● **WHAT IS BEING ASKED**: Write out the lines below word for word, beginning with the line that contains "Could you mark every instance of the black" and continuing through the end of the records.

Dataset rows
******************************
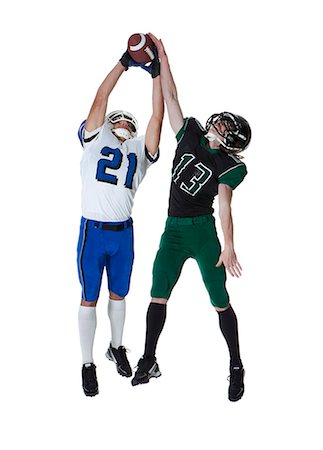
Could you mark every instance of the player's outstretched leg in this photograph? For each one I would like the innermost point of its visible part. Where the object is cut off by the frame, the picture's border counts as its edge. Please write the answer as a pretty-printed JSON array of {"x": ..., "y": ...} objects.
[
  {"x": 229, "y": 327},
  {"x": 87, "y": 327},
  {"x": 147, "y": 366},
  {"x": 117, "y": 352},
  {"x": 89, "y": 380},
  {"x": 236, "y": 387}
]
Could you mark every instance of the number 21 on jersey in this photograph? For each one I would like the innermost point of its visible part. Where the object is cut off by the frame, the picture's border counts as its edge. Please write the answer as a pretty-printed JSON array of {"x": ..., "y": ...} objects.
[{"x": 114, "y": 163}]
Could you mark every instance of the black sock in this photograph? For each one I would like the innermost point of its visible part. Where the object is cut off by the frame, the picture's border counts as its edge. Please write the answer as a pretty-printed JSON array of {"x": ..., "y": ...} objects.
[
  {"x": 156, "y": 316},
  {"x": 229, "y": 328}
]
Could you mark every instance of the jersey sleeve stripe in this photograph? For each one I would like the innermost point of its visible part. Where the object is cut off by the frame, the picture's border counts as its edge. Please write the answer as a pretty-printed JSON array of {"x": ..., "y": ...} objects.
[
  {"x": 86, "y": 140},
  {"x": 229, "y": 170},
  {"x": 150, "y": 158}
]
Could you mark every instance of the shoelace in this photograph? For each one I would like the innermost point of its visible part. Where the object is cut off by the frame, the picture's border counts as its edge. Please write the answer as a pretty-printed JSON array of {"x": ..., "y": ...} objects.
******************************
● **RESULT OF THIS EXERCISE**:
Could you mark every instance of the black sock in this photograph? For each one I would like the innermost point of its visible part. Where the object is cut off by the frame, the picture's border counts as its edge. Please write the answer as a pretty-printed JSON array of {"x": ..., "y": ...} objects.
[
  {"x": 156, "y": 316},
  {"x": 229, "y": 328}
]
Could you mark every instance of the jersey sleeve stripe in this photograph? For each one I would like the innermost point of its visible part. Where the object is cut off by the frame, the picture's border counts as its edge. Please write the answer as a pretty-printed JSON array of {"x": ..., "y": ...} objects.
[
  {"x": 86, "y": 140},
  {"x": 229, "y": 170},
  {"x": 150, "y": 158}
]
Could you mark every instance of the shoelace in this photograph? For each one I would like the innermost point of its visible part. Where the object is cut off by the frame, the picture's border counts as its edge. Please write the answer as a pretty-printed JSON array of {"x": ..., "y": ...} objects.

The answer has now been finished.